------ Text
Britain Boosts Karimov: Our Deep Shame 24


I urge you to read the full text of this speech by the current British Ambassador to Uzbekistan, Rupert Joy.

http://ukinuzbekistan.fco.gov.uk/en/news/?view=Speech&id=21996817

Delivered in what is undoubtedly one of the most vicious and ruthless dictatorships in the world, there is not the slightest hint that Britain finds anything to criticise in Karimov’s Uzbekistan. This is of a piece with recent Home Office claims that there is no human rights problem in Uzbekistan.

Those who have read Murder in Samarkand will know that I was under pressure from the FCO to promote “reforms” by the Karimov regime to justify our alliance with Uzbekistan, even though those reforms were entirely sham.

Joy servilely intones:

“Your parliamentary institutions are developing in a positive direction. We want to support that development through closer parliamentary links with Britain, which has one of the world’s oldest parliaments.”

[FACT – only five fake parties which support Karimov are allowed to take part in parliamentary elections. All three main opposition parties are banned. The OSCE condemned the latest Uzbek parliamentary elections as offering no real choice to the electorate. There is no debate in the Uzbek parliament.]

“We want to support Uzbekistan in areas where it has introduced progressive legislation, such as habeas corpus and the abolition of the death penalty.”

[FACT Uzbekistan is quite happy to appease its US and UK allies by introducing entirely fake reforms. Habeas Corpus is simply ignored by the Uzbek judiciary, which the UN Committee on Human Rights recently affirmed had no independence. The abolition of the death penaly has no meaning in a country where regime opponents disappear and where families are not informed of date of execution or burial place, as again recently reaffirmed by the UN committee. Uzbekistan has 10,000 political prisoners].

https://www.craigmurray.org.uk/unhumanrightsreport.doc

The alliance with Karimov is a deep shame to this country. The UK , US and other NATO countries seek to deepen it still further as Uzbekistan becomes the major transit route for supplies to NATO forces in Afghanistan. A railway link is being built to Mazar i Sharif specifically to upgrade the already massive military trafiic by truck. The construction and shipping contracts for NATO supplies are being given to private companies owned by the Karimov family.
------------
------ Data rows
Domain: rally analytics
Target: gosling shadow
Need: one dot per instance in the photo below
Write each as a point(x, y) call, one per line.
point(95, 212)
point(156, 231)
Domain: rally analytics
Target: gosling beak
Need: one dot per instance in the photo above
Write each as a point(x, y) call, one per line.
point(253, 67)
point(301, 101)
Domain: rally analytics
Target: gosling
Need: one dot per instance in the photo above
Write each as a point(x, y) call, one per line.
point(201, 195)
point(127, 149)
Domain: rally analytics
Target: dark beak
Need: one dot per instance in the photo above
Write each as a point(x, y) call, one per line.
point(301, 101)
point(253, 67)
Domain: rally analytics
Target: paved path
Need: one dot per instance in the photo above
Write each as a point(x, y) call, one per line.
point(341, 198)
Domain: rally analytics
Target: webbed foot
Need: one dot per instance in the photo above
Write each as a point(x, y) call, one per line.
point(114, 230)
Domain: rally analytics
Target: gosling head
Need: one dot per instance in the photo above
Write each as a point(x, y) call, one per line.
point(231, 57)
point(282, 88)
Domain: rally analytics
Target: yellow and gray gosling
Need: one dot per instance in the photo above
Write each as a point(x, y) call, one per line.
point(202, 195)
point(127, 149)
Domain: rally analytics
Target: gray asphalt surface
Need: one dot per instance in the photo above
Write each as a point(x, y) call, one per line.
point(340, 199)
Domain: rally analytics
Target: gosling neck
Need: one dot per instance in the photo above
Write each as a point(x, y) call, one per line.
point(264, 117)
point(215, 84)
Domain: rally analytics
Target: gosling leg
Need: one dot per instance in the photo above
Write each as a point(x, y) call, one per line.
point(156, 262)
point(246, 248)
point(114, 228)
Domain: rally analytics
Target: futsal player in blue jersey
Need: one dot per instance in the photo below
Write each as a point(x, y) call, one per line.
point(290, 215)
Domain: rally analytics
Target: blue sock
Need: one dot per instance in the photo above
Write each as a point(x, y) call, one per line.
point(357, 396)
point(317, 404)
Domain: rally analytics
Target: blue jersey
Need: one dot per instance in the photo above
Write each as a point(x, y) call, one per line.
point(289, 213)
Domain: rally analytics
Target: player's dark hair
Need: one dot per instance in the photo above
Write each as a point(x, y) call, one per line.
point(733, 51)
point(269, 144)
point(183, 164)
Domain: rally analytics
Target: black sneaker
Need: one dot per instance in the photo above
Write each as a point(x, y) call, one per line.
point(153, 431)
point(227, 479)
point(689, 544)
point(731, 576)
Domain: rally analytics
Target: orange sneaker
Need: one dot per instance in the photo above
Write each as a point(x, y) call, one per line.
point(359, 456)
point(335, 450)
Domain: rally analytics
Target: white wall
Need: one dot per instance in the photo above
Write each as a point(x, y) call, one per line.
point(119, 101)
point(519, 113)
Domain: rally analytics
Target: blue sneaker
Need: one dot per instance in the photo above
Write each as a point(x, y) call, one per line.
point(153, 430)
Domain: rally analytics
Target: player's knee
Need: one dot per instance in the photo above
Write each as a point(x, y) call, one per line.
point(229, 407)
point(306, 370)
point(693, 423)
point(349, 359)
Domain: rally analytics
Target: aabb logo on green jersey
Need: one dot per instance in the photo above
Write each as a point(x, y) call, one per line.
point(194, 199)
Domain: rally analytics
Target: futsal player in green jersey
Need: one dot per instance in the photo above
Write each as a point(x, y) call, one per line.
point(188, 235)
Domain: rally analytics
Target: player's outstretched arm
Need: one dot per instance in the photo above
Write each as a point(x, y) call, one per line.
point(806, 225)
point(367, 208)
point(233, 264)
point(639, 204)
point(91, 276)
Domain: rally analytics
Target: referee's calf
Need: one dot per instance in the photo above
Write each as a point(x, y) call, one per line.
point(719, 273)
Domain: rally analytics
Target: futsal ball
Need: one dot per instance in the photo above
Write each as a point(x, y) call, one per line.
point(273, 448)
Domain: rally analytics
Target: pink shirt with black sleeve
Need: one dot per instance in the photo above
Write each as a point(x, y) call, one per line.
------------
• [Exercise tasks]:
(1) Say whether each statement agrees with the text on Britain and Uzbekistan, answering yes or no and quoting the words of the text that decide it: (a) all three main opposition parties are banned; (b) the railway link is being built to Kabul; (c) the contracts for NATO supplies are going to state-owned companies.
(2) Show every line of the records that contains the word "black".

• [Results of the exercise]:
(1)
(a) Yes: "All three main opposition parties are banned."
(b) No: "A railway link is being built to Mazar i Sharif"
(c) No: "The construction and shipping contracts for NATO supplies are being given to private companies owned by the Karimov family."

(2)
Target: black sneaker
Target: pink shirt with black sleeve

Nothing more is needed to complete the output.